• **Page extract**
- - - -
The first part I could see, but I still want to make it conditional
in some way as nvme is going into deeply embedded setups, and I don't
want to carry the weight of the ANA code around for everyone.

The second I fundamentally disagree with.  And even if you found agreement
it would have to be in a separate patch as it is a separate feature.
Hannes Reinecke Nov. 16, 2018, 9:40 a.m. UTC | #3
On 11/16/18 10:14 AM, Christoph Hellwig wrote:
> On Thu, Nov 15, 2018 at 12:46:05PM -0500, Mike Snitzer wrote:
>> Whether or not ANA is present is a choice of the target implementation;
>> the host (and whether it supports multipathing) has _zero_ influence on
>> this.  If the target declares a path as 'inaccessible' the path _is_
>> inaccessible to the host.  As such, ANA support should be functional
>> even if native multipathing is not.
>>
>> Introduce ability to always re-read ANA log page as required due to ANA
>> error and make current ANA state available via sysfs -- even if native
>> multipathing is disabled on the host (e.g. nvme_core.multipath=N).
> 
> The first part I could see, but I still want to make it conditional
> in some way as nvme is going into deeply embedded setups, and I don't
> want to carry the weight of the ANA code around for everyone.
> 
Can you clarify this a bit?
We _do_ have the NVME multipath config option to deconfigure the whole 
thing during compile time; that isn't influenced with this patch.
So are you worried about the size of the ANA implementation itself?
Or are you worried about the size of the ANA structures?
- - - -
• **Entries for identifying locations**
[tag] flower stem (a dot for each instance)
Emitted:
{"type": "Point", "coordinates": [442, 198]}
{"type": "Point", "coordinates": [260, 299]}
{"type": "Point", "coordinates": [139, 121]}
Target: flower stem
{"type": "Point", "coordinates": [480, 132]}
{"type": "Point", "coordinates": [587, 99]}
- - - -
• **What is being asked**
Please copy out the whole thread on ANA support and NVMe multipathing word for word.

• **Expected output**
The first part I could see, but I still want to make it conditional
in some way as nvme is going into deeply embedded setups, and I don't
want to carry the weight of the ANA code around for everyone.

The second I fundamentally disagree with.  And even if you found agreement
it would have to be in a separate patch as it is a separate feature.
Hannes Reinecke Nov. 16, 2018, 9:40 a.m. UTC | #3
On 11/16/18 10:14 AM, Christoph Hellwig wrote:
> On Thu, Nov 15, 2018 at 12:46:05PM -0500, Mike Snitzer wrote:
>> Whether or not ANA is present is a choice of the target implementation;
>> the host (and whether it supports multipathing) has _zero_ influence on
>> this.  If the target declares a path as 'inaccessible' the path _is_
>> inaccessible to the host.  As such, ANA support should be functional
>> even if native multipathing is not.
>>
>> Introduce ability to always re-read ANA log page as required due to ANA
>> error and make current ANA state available via sysfs -- even if native
>> multipathing is disabled on the host (e.g. nvme_core.multipath=N).
> 
> The first part I could see, but I still want to make it conditional
> in some way as nvme is going into deeply embedded setups, and I don't
> want to carry the weight of the ANA code around for everyone.
> 
Can you clarify this a bit?
We _do_ have the NVME multipath config option to deconfigure the whole 
thing during compile time; that isn't influenced with this patch.
So are you worried about the size of the ANA implementation itself?
Or are you worried about the size of the ANA structures?